◆ **Text provided**:
French Creek’s thriving wildlife makes it a true treasure of the region. According to The Nature Conservancy, French Creek has the highest biodiversity in the Northeast. It is home to a whopping eighty-nine species of fish and twenty-eight species of mussels including thirteen endangered species. French Creek is a unique amenity of the Greater-Pittsburgh area.
French Creek joins with Pittsburgh’s Allegheny River a little over an hour’s drive north of the city. Because of it’s rural location and lack of nearby heavy-manufacturing, French Creek is one of the few remaining “old-growth” rivers. As Caren Glotfelty, former director of the Heinz Endowments’ Environmental Program wrote in 2007 in the Pittsburgh Quarterly, “French Creek’s significance is two-fold… its headwaters and tributaries drain into the Allegheny River, and second, it’s home to the highest aquatic diversity maybe in the mid-Atlantic region.”

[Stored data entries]

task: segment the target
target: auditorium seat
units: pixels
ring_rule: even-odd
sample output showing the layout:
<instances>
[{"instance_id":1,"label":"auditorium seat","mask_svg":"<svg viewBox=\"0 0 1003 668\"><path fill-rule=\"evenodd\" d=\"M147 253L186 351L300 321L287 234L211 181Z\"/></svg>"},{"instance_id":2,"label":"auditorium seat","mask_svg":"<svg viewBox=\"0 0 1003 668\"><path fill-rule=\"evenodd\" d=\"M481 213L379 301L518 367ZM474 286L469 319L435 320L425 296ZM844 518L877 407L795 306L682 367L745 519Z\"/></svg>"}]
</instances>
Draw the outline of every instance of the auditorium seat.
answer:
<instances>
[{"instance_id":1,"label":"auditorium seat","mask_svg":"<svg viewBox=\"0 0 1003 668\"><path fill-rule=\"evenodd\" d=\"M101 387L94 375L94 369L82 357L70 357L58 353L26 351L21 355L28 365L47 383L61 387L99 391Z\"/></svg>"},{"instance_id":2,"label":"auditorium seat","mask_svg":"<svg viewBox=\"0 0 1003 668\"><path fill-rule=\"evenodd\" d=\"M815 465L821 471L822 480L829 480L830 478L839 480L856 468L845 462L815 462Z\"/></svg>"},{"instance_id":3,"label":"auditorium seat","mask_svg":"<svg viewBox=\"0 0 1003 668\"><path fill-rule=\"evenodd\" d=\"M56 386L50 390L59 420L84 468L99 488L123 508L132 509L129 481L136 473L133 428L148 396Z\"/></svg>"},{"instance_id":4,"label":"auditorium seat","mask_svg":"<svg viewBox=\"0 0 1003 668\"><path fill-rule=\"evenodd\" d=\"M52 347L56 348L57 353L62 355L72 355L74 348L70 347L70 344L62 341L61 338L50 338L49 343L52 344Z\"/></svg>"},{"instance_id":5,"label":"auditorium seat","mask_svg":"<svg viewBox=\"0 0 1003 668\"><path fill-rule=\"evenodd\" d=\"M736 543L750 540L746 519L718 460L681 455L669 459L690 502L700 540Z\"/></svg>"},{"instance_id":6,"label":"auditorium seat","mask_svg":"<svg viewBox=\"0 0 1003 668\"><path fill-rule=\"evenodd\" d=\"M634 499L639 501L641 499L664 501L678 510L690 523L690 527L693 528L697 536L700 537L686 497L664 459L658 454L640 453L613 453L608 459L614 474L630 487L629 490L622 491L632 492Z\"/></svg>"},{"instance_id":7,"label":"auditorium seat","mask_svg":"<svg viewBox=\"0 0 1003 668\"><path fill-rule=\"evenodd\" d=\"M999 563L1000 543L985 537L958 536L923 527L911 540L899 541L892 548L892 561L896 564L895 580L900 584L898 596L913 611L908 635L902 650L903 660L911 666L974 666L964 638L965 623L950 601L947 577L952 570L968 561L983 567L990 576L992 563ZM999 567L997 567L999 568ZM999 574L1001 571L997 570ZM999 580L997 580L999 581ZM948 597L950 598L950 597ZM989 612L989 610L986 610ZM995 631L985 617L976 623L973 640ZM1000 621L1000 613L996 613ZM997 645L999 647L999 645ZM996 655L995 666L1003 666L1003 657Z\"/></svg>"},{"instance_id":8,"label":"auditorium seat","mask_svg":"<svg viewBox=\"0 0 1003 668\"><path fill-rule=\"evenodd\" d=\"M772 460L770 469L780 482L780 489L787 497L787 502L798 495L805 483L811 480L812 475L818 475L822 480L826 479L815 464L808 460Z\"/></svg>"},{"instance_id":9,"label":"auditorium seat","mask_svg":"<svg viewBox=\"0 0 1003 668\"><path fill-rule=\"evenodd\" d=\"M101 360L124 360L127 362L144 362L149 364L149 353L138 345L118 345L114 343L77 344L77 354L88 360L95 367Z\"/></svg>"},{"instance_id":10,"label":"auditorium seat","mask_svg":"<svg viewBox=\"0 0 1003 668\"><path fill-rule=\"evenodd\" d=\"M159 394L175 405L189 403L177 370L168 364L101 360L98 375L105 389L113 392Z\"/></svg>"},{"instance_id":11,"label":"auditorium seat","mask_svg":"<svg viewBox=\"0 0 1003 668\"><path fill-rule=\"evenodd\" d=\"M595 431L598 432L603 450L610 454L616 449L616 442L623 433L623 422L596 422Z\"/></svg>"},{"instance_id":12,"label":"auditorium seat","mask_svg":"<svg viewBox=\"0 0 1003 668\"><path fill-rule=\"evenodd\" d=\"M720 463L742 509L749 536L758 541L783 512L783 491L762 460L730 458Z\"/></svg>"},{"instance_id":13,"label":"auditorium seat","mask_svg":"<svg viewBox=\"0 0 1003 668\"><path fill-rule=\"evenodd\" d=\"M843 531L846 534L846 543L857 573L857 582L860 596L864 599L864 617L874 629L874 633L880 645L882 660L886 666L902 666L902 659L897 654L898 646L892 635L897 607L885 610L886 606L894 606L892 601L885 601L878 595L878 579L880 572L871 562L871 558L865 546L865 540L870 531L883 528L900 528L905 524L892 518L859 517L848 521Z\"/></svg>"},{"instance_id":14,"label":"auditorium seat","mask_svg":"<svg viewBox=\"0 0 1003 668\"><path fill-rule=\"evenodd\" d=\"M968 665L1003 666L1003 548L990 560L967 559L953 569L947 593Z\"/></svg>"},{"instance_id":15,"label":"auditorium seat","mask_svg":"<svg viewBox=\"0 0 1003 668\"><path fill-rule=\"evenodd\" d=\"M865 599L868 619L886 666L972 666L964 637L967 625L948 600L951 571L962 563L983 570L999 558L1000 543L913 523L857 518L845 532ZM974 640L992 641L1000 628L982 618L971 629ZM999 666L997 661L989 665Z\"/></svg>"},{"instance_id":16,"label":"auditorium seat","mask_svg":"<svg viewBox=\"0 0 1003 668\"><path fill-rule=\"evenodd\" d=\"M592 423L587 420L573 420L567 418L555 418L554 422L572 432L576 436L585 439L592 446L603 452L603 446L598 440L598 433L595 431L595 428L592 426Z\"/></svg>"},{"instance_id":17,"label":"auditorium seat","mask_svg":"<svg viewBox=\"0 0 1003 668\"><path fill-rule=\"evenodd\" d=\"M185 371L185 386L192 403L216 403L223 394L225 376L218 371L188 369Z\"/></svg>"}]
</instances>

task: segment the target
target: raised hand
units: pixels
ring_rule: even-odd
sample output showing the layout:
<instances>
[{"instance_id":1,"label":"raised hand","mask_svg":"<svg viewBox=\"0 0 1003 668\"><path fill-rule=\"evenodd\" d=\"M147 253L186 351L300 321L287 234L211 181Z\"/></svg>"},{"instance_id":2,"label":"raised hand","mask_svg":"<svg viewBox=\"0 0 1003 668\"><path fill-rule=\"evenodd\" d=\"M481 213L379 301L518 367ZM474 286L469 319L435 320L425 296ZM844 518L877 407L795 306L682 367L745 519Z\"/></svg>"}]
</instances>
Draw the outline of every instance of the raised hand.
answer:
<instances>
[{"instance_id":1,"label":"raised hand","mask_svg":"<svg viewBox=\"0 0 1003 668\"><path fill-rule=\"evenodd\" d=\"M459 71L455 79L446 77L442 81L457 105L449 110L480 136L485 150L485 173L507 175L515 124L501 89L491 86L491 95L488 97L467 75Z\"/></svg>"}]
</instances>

◆ **Exercise description**: Continue the passage about French Creek from its final sentence, keeping the same voice and subject.

◆ **Answer space**:
It is because of this biodiversity that many organizations are working together to study and protect the Creek. The French Creek Valley Conservancy is dedicated to maintaining and enhancing the river’s exceptional water quality, natural habitat, biological diversity and recreational opportunities. While Pittsburgh-based organizations like The Heinz Endowments, The Pennsylvania Environmental Council (PEC), and The Western Pennsylvania Conservancy work together to ensure French Creek maintains its biodiversity through conservancy and increasing public awareness and connection to the river.
Pittsburgh and its residents are lucky to have such a preserved natural landmark closeby. Our many regional organizations are preserving the river for future generations, and from fishing to canoeing, a trip to French Creek is entering into a natural paradise.